-- start RECORDS FOR THE TASK --

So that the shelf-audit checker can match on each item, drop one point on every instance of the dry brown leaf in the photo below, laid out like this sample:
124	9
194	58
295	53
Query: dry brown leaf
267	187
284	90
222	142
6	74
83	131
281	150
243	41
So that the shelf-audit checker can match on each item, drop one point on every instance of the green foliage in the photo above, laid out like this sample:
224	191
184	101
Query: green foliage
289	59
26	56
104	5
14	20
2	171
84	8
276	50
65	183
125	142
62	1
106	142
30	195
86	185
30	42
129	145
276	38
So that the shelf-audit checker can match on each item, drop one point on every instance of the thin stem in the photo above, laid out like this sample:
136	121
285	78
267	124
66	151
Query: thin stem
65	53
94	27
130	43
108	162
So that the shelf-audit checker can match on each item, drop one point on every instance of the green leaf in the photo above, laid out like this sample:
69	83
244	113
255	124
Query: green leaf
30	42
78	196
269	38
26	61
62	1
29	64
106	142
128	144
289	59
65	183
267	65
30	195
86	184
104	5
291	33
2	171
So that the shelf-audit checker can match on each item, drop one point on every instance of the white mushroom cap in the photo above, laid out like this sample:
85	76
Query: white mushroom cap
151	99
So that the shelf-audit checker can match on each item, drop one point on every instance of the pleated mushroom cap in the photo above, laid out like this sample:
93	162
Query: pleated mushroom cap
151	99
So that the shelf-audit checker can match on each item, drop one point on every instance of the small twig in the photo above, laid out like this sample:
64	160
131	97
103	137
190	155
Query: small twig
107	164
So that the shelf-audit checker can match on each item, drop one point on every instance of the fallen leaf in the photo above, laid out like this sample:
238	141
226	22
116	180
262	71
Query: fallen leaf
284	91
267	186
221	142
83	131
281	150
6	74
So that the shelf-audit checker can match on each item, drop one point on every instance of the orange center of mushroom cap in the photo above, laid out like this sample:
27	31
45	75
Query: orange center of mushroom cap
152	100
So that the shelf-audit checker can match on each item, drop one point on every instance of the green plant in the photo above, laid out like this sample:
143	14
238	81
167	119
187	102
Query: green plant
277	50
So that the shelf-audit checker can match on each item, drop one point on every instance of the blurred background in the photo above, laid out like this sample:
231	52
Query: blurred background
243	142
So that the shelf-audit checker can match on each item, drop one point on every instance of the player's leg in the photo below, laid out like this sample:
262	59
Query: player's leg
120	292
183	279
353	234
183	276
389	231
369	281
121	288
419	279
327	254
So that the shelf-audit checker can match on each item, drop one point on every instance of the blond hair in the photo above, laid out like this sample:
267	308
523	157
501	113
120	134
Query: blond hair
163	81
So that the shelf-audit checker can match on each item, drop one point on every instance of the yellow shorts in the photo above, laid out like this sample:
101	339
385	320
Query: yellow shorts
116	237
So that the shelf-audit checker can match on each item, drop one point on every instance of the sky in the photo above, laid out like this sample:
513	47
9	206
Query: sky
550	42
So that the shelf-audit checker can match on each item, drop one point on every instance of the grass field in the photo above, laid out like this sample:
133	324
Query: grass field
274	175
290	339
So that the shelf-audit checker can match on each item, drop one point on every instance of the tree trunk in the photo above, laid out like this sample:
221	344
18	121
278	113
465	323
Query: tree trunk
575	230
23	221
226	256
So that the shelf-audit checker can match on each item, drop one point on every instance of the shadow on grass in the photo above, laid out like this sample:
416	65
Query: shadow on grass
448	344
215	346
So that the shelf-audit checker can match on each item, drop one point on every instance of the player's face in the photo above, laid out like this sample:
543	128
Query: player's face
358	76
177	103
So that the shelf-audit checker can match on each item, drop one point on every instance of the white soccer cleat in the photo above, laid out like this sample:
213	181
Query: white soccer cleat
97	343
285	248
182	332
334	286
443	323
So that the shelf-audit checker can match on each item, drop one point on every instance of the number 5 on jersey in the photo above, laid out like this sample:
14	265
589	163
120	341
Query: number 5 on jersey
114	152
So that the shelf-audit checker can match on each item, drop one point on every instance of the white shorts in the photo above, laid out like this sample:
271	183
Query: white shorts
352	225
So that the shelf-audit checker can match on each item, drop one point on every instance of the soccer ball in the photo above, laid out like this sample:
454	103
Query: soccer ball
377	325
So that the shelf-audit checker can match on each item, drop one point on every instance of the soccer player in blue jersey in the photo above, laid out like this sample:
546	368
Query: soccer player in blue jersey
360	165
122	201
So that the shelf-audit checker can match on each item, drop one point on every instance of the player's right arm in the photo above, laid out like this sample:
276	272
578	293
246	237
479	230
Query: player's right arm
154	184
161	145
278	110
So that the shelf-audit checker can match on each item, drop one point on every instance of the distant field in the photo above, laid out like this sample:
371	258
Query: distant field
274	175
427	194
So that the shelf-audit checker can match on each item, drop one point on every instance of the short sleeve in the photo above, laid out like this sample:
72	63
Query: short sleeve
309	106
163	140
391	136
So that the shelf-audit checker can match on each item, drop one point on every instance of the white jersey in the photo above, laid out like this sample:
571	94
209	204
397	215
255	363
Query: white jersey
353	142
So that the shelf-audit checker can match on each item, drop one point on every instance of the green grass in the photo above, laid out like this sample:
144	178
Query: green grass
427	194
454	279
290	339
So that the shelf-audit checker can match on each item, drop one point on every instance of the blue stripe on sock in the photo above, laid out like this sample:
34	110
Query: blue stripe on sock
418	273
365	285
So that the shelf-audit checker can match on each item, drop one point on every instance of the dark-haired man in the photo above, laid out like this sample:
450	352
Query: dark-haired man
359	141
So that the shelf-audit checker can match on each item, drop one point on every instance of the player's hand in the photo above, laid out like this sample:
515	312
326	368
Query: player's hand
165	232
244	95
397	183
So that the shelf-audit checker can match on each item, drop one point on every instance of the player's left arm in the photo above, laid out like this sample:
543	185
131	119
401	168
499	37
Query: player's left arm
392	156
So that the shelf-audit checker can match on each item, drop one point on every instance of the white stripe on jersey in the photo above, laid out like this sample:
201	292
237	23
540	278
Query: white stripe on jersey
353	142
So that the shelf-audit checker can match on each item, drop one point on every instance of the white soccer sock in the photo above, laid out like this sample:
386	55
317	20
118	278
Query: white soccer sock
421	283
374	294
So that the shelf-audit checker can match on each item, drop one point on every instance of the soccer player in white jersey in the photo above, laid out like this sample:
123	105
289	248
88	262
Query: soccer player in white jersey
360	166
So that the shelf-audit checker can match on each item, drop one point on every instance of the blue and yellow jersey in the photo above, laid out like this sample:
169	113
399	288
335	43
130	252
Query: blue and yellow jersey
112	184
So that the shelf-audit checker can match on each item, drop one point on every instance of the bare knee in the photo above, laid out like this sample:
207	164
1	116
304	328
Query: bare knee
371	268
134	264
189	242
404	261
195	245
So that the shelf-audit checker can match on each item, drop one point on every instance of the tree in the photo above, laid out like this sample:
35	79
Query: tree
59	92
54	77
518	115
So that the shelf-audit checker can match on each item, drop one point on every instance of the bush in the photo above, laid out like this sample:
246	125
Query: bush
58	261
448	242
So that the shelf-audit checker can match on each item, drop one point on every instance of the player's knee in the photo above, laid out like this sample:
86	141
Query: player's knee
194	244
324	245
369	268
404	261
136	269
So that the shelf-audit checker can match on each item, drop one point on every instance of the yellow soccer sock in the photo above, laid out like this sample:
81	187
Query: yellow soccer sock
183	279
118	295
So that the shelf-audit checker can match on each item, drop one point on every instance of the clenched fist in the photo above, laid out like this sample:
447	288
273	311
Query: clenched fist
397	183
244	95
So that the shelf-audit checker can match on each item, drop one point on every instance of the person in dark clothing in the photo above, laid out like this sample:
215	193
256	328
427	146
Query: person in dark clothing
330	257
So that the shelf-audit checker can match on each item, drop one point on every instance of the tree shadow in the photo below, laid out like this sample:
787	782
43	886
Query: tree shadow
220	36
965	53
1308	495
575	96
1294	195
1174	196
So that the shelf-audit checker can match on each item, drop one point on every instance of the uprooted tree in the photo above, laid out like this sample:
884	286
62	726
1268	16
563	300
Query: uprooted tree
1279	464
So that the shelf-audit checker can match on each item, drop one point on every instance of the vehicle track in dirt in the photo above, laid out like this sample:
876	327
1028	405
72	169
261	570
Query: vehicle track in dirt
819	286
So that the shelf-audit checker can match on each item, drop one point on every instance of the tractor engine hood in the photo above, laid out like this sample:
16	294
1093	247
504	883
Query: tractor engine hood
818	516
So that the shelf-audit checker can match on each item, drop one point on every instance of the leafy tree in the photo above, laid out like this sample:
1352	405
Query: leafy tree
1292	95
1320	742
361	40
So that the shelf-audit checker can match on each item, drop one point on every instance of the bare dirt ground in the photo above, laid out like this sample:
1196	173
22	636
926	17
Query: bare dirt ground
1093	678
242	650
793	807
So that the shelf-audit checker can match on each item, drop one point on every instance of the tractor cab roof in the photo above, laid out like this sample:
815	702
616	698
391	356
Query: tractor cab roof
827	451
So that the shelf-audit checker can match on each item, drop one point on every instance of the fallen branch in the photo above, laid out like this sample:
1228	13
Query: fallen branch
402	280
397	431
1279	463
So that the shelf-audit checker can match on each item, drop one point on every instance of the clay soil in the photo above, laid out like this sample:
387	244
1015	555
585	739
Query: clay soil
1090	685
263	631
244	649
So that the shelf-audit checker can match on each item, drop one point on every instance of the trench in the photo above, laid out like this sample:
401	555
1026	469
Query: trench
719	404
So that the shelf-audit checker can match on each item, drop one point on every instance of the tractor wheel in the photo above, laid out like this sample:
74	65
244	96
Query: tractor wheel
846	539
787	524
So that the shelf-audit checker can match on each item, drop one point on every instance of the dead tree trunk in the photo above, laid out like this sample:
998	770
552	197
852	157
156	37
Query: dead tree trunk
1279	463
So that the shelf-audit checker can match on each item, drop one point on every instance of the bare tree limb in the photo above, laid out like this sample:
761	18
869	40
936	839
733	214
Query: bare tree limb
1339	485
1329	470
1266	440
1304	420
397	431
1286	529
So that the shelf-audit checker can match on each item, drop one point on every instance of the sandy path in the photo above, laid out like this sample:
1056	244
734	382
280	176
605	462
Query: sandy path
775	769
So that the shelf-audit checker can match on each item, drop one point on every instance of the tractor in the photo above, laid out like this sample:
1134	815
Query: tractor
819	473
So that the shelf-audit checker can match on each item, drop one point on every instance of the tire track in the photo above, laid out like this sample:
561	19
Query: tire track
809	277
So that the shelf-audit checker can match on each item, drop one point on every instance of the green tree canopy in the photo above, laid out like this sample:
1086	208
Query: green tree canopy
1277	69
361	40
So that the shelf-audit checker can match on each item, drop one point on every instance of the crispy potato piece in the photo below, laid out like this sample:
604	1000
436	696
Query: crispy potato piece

-- end RECORDS FOR THE TASK --

* [EXERCISE OBJECTIVE]: Take the line holding "of the tire" and all lines after it through the end of the data, and set them down exactly.

* [SOLUTION FOR THIS EXERCISE]:
So that the shelf-audit checker can match on each item, drop one point on every instance of the tire track in the photo above, laid out like this sample:
561	19
Query: tire track
809	277
So that the shelf-audit checker can match on each item, drop one point on every instance of the green tree canopy in the photo above, laid out like this sample:
1086	208
Query: green tree canopy
1277	69
361	40
So that the shelf-audit checker can match on each item, drop one point on every instance of the crispy potato piece in the photo below, laid out like this sample:
604	1000
436	696
Query: crispy potato piece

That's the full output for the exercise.